PROBLEM DESCRIPTION> Transcribe only the part of the listing below that begins at the line containing "formatted as [580,209]." and runs to its final line, keeping both ends.

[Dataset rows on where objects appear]
● ● ● ● ● ● ●

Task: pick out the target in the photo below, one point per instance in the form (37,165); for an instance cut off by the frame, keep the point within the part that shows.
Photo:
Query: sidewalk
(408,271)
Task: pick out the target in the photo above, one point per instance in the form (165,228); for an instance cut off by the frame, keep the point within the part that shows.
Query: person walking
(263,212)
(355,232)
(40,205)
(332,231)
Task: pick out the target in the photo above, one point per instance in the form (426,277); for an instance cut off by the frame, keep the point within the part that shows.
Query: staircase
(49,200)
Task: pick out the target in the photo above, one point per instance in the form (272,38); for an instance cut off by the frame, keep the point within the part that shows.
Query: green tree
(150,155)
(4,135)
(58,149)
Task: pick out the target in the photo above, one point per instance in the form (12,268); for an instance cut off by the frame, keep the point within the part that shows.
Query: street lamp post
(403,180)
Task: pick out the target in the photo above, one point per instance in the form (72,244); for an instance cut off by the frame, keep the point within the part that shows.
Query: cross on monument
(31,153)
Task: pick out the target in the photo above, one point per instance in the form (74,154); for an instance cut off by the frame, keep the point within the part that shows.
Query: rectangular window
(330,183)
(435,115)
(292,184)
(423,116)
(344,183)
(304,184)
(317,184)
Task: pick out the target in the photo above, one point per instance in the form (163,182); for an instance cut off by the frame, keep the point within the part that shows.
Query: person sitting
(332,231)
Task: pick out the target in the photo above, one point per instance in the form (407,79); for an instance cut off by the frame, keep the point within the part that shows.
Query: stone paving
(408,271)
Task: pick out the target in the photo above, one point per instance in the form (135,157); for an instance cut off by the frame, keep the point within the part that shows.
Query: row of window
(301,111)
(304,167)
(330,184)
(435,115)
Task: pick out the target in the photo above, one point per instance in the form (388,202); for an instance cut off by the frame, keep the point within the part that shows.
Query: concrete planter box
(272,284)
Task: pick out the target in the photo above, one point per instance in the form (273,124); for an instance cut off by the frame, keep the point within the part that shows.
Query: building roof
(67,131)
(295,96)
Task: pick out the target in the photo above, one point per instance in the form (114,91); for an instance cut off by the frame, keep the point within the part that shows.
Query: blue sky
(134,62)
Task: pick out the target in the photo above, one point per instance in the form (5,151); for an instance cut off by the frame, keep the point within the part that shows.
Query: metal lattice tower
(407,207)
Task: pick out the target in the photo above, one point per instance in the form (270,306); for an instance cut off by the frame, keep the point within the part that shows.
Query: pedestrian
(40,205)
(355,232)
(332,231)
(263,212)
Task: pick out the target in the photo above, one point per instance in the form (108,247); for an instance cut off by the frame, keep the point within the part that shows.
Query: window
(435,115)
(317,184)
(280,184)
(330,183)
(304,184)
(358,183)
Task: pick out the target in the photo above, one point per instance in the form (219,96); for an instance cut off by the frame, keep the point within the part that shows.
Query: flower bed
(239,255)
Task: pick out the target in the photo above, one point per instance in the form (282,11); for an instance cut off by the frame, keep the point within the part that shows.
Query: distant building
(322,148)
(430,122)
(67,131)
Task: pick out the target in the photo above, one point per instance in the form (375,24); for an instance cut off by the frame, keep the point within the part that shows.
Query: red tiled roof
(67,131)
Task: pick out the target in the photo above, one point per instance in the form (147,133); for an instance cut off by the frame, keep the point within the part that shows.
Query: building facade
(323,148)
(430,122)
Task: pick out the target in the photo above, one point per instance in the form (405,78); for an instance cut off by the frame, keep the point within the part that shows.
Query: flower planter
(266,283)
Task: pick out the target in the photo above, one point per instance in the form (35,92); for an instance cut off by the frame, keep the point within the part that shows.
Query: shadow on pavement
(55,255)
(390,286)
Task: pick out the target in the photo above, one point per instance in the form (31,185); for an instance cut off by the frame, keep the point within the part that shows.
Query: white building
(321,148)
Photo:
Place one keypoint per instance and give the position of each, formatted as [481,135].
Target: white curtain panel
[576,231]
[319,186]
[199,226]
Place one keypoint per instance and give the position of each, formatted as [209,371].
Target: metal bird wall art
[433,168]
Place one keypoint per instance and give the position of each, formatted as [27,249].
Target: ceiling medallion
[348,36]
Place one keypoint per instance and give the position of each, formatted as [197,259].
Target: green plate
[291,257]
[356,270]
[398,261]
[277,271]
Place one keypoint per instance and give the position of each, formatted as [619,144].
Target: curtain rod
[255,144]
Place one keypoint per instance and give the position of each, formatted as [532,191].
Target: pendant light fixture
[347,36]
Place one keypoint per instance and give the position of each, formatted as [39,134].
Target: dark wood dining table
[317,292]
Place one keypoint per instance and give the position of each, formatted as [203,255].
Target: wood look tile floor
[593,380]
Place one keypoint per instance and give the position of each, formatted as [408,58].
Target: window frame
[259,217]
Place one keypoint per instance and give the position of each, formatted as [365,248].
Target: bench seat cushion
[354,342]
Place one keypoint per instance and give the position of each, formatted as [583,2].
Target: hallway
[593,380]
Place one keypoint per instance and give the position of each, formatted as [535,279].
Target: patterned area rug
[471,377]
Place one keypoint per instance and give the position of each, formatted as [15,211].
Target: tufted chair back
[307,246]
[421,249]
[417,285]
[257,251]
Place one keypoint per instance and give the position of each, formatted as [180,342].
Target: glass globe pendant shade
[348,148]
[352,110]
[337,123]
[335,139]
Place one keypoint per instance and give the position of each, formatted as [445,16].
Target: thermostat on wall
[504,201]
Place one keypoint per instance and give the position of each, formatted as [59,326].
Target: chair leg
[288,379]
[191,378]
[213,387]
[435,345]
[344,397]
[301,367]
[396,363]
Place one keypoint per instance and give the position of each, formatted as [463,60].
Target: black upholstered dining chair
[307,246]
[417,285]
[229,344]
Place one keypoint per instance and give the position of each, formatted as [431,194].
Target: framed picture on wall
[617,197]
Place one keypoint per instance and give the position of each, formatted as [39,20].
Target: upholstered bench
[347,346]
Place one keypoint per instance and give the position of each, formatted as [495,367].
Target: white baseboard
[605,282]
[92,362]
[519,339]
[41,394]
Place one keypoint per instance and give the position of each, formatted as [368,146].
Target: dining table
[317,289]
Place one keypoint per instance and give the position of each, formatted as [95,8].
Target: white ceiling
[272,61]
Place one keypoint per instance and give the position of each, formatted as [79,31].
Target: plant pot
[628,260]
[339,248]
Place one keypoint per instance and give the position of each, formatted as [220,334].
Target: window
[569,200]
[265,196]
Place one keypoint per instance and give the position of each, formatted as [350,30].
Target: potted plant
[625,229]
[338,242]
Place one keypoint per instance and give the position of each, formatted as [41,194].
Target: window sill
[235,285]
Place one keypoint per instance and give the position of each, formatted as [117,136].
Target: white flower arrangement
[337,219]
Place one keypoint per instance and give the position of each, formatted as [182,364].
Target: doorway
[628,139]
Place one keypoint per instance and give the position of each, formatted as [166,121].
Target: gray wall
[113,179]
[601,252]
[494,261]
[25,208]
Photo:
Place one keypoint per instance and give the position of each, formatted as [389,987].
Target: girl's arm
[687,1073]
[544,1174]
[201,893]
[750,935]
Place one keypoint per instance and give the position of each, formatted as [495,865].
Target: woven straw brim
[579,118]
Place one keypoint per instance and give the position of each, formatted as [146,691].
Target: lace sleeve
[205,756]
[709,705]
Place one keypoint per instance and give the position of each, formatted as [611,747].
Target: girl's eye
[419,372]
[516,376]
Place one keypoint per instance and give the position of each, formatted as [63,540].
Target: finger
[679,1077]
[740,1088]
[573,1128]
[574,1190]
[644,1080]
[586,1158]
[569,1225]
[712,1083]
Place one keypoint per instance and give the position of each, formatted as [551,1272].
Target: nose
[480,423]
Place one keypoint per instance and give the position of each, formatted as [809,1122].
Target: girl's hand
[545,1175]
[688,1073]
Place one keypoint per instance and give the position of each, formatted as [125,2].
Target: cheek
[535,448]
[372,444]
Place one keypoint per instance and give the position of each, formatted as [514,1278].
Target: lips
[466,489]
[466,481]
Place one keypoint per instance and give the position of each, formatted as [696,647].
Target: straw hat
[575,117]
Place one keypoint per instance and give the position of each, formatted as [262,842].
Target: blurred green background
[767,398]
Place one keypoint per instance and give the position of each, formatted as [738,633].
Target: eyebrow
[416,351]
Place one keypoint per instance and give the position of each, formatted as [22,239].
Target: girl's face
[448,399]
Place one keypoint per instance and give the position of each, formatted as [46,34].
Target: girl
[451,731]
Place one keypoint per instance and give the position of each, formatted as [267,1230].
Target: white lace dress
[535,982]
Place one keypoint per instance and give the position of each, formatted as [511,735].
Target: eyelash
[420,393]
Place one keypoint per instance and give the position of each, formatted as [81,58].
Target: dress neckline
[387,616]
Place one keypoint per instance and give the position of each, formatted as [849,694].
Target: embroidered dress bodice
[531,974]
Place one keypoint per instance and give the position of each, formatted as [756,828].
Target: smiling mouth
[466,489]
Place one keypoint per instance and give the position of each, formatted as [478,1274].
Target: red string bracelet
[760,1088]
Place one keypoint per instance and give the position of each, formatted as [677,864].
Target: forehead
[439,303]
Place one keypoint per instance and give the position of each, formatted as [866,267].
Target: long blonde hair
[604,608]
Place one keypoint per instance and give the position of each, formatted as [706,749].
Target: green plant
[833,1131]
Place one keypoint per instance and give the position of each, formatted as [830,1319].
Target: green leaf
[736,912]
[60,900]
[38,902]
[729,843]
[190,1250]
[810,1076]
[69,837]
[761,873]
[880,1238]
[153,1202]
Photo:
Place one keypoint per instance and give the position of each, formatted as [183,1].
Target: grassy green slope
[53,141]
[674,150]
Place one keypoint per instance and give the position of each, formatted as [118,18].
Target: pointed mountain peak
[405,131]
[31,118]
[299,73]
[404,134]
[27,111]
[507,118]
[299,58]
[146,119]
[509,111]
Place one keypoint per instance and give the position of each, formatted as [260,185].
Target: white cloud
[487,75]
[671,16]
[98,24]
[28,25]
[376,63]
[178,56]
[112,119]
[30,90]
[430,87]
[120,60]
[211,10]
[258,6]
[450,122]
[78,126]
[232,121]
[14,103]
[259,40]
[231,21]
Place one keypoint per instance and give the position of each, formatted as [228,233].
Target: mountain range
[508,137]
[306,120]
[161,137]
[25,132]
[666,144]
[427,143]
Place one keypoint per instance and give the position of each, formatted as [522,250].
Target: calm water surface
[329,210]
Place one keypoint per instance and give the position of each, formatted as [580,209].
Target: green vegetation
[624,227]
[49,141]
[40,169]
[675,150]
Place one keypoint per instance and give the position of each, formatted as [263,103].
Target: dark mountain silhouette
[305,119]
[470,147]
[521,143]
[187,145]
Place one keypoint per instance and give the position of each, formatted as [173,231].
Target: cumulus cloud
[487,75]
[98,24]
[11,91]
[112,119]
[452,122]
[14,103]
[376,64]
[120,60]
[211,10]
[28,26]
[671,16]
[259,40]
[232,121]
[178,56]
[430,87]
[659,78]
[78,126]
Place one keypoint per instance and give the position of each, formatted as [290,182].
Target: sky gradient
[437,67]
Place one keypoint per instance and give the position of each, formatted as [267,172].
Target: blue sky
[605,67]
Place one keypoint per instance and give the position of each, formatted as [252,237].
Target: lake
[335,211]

● ● ● ● ● ● ●

TASK OUTPUT>
Place one keypoint per instance and give the position of each, formatted as [580,209].
Target: green vegetation
[624,227]
[49,141]
[40,169]
[675,150]
Place one keypoint per instance and give the position of each, formatted as [263,103].
Target: dark mountain silhouette
[305,119]
[470,147]
[521,143]
[187,145]
Place one keypoint per instance and give the position of each, formatted as [173,231].
Target: cumulus cloud
[487,75]
[98,24]
[11,91]
[112,119]
[452,122]
[14,103]
[376,64]
[120,60]
[211,10]
[28,26]
[671,16]
[259,40]
[232,121]
[178,56]
[430,87]
[659,78]
[78,126]
Place one keypoint per instance and give the position of each, formatted as [290,182].
Target: sky gradient
[437,67]
Place one keypoint per instance and give the position of each, formatted as [267,172].
Target: blue sky
[605,67]
Place one keypoint per instance and give the position of each, formatted as [252,237].
Target: lake
[335,211]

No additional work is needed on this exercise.